> **OBIETTIVO 1**
Nella scheda di Amleto, chi ha firmato la traduzione?
> **OBIETTIVO 2**
Elenca tutti i ruoli tecnici indicati nella scheda di Amleto, ciascuno con il nome del suo responsabile.
> **OBIETTIVO 3**
In base alla scheda di Amleto, stabilisci se le seguenti affermazioni sono corrette e per ciascuna riporta le parole decisive del testo:
(a) Maurizio Palladino interpreta anche il primo becchino.
(b) Nell'Amleto il tragico occupa ancora la posizione centrale.
(c) Giuseppe Marini interpreta il principe di Danimarca.

AMLETO

La tragica storia di

AMLETO

principe di Danimarca

traduzione di Cesare Garboli

uno spettacolo di Giuseppe Marini

con

Stefano Quatrosi
Claudio, re di Danimarca

Giuseppe Marini
Amleto, principe di Danimarca

Maurizio Palladino
Polonio, primo becchino

Luca Carboni
Orazio

Andrea Capaldi
Laerte, attrice regina

Armando Iovino
Marcello, Rosencrantz, attore , un signore, un prete

Roberto Salemi
Bernardo, Guildenstern, attore-re, un messaggero, secondo becchino

Rossana Piano
Gertrude, regina di Danimarca

Gaia Insenga
Ofelia

scene Alessandro Chiti   musiche Marco Podda

costumi Helga H. Williams   disegno luci Gigi Ascione

Amleto, ovvero l’insondabile “poema infinito”, il più vasto e inquietante dell’intera letteratura mondiale.
Prisma di enigmi e misteri inscrutabili, macchina cosmologica e teatrale acentrica e multiforme, attraversata da una molteplicità di linguaggi e di generi e dove il tragico non occupa più la posizione centrale, ma è attraversato da spaccature e differenze che sfidano e minano dall’interno le leggi della rappresentazione.

> **DATI FORNITI**
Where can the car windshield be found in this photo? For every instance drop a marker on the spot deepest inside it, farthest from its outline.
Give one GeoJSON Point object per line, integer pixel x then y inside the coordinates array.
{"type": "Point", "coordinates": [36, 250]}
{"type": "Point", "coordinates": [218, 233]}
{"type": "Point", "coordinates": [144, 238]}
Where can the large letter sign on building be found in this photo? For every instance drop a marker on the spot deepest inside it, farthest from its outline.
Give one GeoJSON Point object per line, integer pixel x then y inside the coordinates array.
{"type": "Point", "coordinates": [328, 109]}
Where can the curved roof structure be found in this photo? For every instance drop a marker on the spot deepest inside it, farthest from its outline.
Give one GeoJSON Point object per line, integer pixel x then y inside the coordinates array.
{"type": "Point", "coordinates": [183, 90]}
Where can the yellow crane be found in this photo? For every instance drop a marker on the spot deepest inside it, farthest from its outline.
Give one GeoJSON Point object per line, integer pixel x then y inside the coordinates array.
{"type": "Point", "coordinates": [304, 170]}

> **SOLUZIONE 1**
Cesare Garboli.

> **SOLUZIONE 2**
- Scene: Alessandro Chiti
- Musiche: Marco Podda
- Costumi: Helga H. Williams
- Disegno luci: Gigi Ascione

> **SOLUZIONE 3**
(a) Sì: «Polonio, primo becchino».
(b) No: «il tragico non occupa più la posizione centrale».
(c) Sì: «Amleto, principe di Danimarca».